▶ [DIRECTIONS] Copy the lines below, substituting "single dot" for every occurrence of "single point" and leaving everything else unchanged. Leave the pictures out of your answer.

****************************************

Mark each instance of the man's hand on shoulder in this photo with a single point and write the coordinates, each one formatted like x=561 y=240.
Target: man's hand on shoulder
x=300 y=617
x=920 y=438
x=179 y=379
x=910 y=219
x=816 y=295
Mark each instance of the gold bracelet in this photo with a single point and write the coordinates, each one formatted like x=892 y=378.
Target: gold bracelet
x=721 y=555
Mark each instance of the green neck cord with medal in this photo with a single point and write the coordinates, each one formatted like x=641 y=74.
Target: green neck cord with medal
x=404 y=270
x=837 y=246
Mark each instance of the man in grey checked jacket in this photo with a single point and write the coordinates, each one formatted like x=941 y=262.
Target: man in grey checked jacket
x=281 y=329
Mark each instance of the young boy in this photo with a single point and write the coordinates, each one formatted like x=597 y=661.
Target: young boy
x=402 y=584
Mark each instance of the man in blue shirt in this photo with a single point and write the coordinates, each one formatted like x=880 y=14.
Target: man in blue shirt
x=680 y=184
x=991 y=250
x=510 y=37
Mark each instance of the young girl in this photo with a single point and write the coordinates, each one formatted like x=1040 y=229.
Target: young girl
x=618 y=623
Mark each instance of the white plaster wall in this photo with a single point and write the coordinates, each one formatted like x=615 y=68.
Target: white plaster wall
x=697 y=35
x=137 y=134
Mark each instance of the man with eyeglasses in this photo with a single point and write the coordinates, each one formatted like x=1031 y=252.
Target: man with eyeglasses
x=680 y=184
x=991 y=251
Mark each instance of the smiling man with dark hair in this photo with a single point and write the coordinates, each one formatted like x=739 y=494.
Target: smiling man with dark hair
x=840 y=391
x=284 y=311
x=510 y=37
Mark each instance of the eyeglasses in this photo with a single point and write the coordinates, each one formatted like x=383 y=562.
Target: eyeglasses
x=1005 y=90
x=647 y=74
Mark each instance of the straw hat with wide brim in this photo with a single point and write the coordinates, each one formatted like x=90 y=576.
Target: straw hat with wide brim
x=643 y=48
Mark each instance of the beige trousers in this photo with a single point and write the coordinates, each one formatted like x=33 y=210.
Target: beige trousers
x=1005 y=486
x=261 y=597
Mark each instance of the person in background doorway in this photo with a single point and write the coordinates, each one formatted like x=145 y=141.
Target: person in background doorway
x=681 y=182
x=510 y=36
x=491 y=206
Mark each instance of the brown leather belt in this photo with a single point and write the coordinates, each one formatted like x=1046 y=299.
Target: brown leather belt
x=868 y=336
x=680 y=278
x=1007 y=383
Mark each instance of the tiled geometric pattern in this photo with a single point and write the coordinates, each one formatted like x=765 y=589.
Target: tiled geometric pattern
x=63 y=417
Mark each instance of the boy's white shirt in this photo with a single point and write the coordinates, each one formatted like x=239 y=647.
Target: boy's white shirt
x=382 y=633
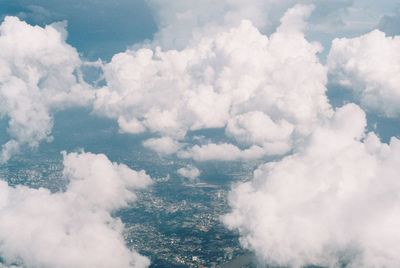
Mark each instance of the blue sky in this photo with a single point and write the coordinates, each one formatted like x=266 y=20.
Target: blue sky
x=96 y=28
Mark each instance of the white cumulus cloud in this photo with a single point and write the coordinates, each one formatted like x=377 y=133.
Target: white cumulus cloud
x=190 y=172
x=268 y=92
x=73 y=228
x=333 y=202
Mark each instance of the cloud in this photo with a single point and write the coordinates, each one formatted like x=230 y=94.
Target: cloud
x=368 y=66
x=37 y=76
x=73 y=228
x=190 y=172
x=225 y=79
x=333 y=202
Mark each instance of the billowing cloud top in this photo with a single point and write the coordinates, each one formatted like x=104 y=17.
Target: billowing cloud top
x=369 y=66
x=334 y=202
x=37 y=76
x=73 y=228
x=266 y=92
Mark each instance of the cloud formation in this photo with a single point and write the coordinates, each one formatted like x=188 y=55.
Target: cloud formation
x=267 y=92
x=73 y=228
x=38 y=75
x=190 y=172
x=369 y=66
x=333 y=202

****************************************

▶ [TASK ANSWER]
Mark each instance of the man's hand on shoulder in this photo with a single dot and write the coordinates, each one formatted like x=561 y=240.
Target: man's hand on shoulder
x=300 y=617
x=920 y=438
x=179 y=379
x=910 y=219
x=816 y=295
Mark each instance of the gold bracelet in this photo with a single dot and write the coordinates, each one formatted like x=892 y=378.
Target: gold bracelet
x=721 y=555
Mark each instance of the green neck cord with medal in this photo with a single dot and write the coordinates, each one formatted like x=641 y=74.
Target: green neck cord with medal
x=404 y=270
x=837 y=246
Mark each instance of the man in grey checked jacket in this photo with a single dot and write the coordinates, each one formatted like x=941 y=262.
Target: man in grey checked jacket
x=281 y=329
Mark each instance of the young boy in this photo with a single dot and write the coordinates, each one formatted like x=597 y=661.
Target: young boy
x=402 y=584
Mark each instance of the man in blue shirt in this photo with a single dot and write the coordinates, each one formatted like x=880 y=14.
Target: man in blue shirt
x=680 y=184
x=991 y=250
x=510 y=37
Mark each instance of the young girl in this photo with a single dot and write the coordinates, each one formatted like x=1040 y=229.
Target: young girl
x=618 y=623
Mark each instance of the white plaster wall in this photo with a single dot and write the coordinates, each one formatted like x=615 y=68.
Target: white plaster wall
x=697 y=35
x=137 y=134
Mark each instance of the man with eyeglasses in this photo with a single dot and write the coordinates, each one formatted like x=1031 y=252.
Target: man with eyeglasses
x=680 y=184
x=991 y=251
Mark each instance of the smiling man with dark hair in this photo with a single dot and write the coordinates, each one formatted like x=739 y=494.
Target: smiling man with dark hair
x=840 y=391
x=284 y=311
x=510 y=37
Mark each instance of the eyeglasses in this photo with a single dot and write the coordinates, each one formatted like x=383 y=562.
Target: eyeglasses
x=1005 y=90
x=647 y=74
Mark each instance of the straw hat with wide brim in this photo with a single dot and write the coordinates, each one formatted like x=90 y=576.
Target: straw hat with wide brim
x=643 y=48
Mark each instance of the beige trousers in this photo with a single dot and write the coordinates, each one formatted like x=33 y=210.
Target: beige trousers
x=1005 y=486
x=261 y=597
Mark each instance of the person in background doorway in this photo with a single dot and write the coordinates, each one formatted like x=145 y=141.
Target: person in background doorway
x=681 y=182
x=510 y=36
x=491 y=206
Mark each instance of the brown leather belt in this photo with a single dot and write the coordinates, each one formatted like x=1046 y=299.
Target: brown leather belt
x=868 y=336
x=680 y=278
x=1007 y=383
Mark each instance of the tiled geometric pattern in this photo with a single dot and write the coordinates, each one formatted like x=765 y=589.
Target: tiled geometric pattern
x=63 y=417
Mark each instance of the boy's white shirt in this photo with a single dot and write the coordinates, each one formatted like x=239 y=647.
Target: boy's white shirt
x=382 y=633
Mark each instance of the blue sky in this photo with a single dot and write the coordinates, each one formatted like x=266 y=20.
Target: blue sky
x=96 y=28
Mark each instance of the white cumulus cloud in this photo with a single dot and write the coordinates, each one formatted like x=377 y=133.
Target: white cumulus cloud
x=190 y=172
x=268 y=92
x=73 y=228
x=333 y=202
Mark each instance of the cloud in this photo with a single dot and write the coordinates, each one formatted like x=230 y=94.
Target: cloud
x=368 y=66
x=37 y=76
x=73 y=228
x=190 y=172
x=225 y=79
x=333 y=202
Mark each instance of the billowing cloud top in this photo with a single dot and write the coordinates, each one formatted like x=104 y=17.
Target: billowing cloud top
x=369 y=66
x=334 y=202
x=37 y=76
x=73 y=228
x=266 y=92
Mark each instance of the cloud formation in this photo with a single dot and write the coordinates, each one formatted like x=188 y=55.
Target: cloud formation
x=267 y=92
x=73 y=228
x=38 y=75
x=190 y=172
x=369 y=66
x=333 y=202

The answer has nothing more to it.